Your tasks:
1: In the herping thread, retype the passage starting with "# Any good herping" and going on through "(Sep 3, 2017)".
2: Name every U.S. state mentioned in the herping thread.
3: According to the herping thread, what does DubiaW charge for each snake removed?

Text block:

'''

# Any good herping good spots in dfw that aren't illegal to go to?



## Bananamanstrikesback (Aug 15, 2017)

Anyone got any spots filled with bugs and snakes I can Czech out I live in fort worth bordering Keller-legal spots we live in Texas don't want to trespass everyone has a gun here-


----------



## DubiaW (Sep 3, 2017)

In Texas you really just need to know the landowner. Just start talking to people and tell them what you are collecting and they will probably be happy to have you "remove the creepy crawlies" from their land. It works even better if you know how to handle rattlesnakes. Offer to remove their rattlesnakes or put up a flyer and charge people to remove rattlesnakes from their property. I usually charge $50 a house call and $25 a snake. Unfortunately in Texas, the private Property-No trespassing State, you are going to have to find somewhere to release those snakes too. Another option is just to hike the highway easements and the easements on that are on some, but not all, rivers and beaches. Try power line access road easements or gas pipeline maintenance easements if there are any in the area. Better option is to move to Arizona or New Mexico where they have this strange and alien concept of public land. We are socialists here by Texas metric.

'''

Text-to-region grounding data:
'''

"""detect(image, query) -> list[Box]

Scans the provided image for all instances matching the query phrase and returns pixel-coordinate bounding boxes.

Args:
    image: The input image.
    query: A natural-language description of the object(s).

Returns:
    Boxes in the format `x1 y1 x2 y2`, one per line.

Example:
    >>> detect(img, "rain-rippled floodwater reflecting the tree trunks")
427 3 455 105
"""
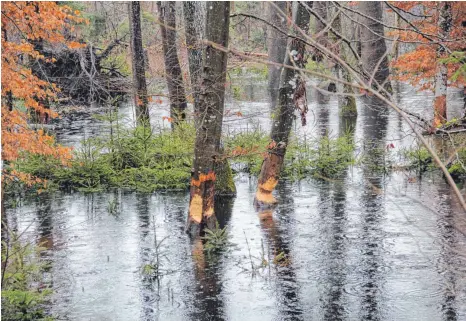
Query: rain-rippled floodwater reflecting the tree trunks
4 80 466 321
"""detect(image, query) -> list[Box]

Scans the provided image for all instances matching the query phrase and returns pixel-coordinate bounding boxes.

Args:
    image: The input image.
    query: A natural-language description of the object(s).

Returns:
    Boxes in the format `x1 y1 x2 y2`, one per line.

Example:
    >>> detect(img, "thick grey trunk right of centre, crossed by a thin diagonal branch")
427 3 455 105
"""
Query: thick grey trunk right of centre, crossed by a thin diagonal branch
359 1 392 92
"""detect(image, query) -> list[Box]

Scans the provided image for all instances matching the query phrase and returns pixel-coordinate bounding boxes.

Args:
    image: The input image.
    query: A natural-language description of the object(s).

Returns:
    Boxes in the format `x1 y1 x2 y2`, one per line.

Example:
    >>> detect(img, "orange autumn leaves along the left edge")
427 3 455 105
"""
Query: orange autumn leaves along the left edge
1 2 84 184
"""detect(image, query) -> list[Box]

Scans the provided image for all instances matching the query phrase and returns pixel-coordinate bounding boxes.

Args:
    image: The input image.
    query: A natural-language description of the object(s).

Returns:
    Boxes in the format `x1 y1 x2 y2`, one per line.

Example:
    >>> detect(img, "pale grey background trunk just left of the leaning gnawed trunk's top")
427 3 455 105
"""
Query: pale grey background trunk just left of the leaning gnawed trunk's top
267 1 288 111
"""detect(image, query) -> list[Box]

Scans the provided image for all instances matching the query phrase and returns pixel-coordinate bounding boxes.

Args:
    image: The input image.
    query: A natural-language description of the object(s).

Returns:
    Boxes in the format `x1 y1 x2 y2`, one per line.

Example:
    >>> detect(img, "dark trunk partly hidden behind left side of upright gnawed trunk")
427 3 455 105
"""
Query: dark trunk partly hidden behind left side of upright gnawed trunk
183 1 205 116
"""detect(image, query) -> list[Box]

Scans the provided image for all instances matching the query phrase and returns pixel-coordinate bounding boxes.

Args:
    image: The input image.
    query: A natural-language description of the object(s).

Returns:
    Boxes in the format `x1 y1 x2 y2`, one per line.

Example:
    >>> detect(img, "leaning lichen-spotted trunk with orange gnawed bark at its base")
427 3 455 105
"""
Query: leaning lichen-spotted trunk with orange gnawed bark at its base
255 4 310 206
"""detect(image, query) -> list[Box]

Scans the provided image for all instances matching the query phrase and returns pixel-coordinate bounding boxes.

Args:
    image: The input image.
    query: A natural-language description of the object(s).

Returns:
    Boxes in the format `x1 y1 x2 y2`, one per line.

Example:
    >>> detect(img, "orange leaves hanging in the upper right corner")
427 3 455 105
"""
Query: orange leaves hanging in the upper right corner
391 1 466 89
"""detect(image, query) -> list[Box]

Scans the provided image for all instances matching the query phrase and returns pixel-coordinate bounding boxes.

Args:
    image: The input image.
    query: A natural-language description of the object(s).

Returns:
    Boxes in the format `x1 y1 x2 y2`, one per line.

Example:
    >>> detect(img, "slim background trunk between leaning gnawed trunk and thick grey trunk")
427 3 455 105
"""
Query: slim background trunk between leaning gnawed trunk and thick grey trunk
333 13 358 118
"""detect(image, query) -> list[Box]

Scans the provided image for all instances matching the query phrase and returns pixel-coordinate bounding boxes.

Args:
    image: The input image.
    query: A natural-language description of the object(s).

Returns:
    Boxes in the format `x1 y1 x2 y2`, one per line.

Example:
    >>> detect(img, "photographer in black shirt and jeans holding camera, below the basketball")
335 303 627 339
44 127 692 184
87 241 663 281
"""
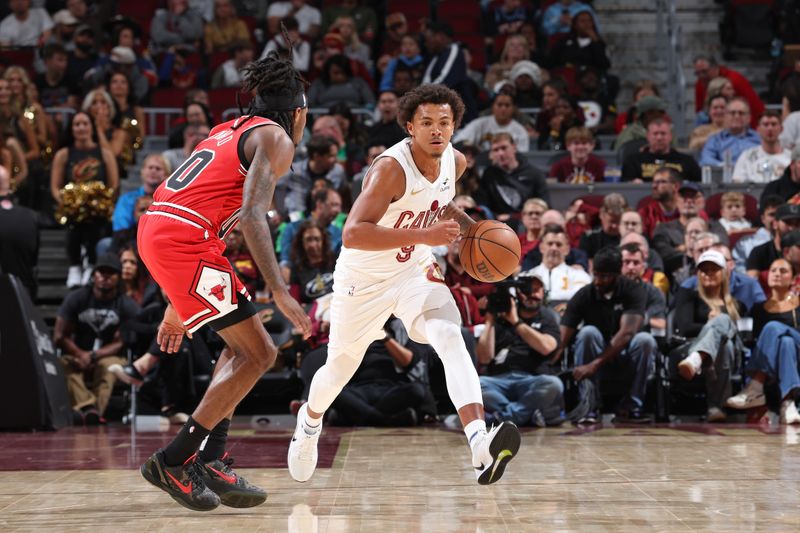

'''

Answers per task:
1:
# Any good herping good spots in dfw that aren't illegal to go to?



## Bananamanstrikesback (Aug 15, 2017)

Anyone got any spots filled with bugs and snakes I can Czech out I live in fort worth bordering Keller-legal spots we live in Texas don't want to trespass everyone has a gun here-


----------



## DubiaW (Sep 3, 2017)

2: Texas, Arizona, New Mexico

3: $25 a snake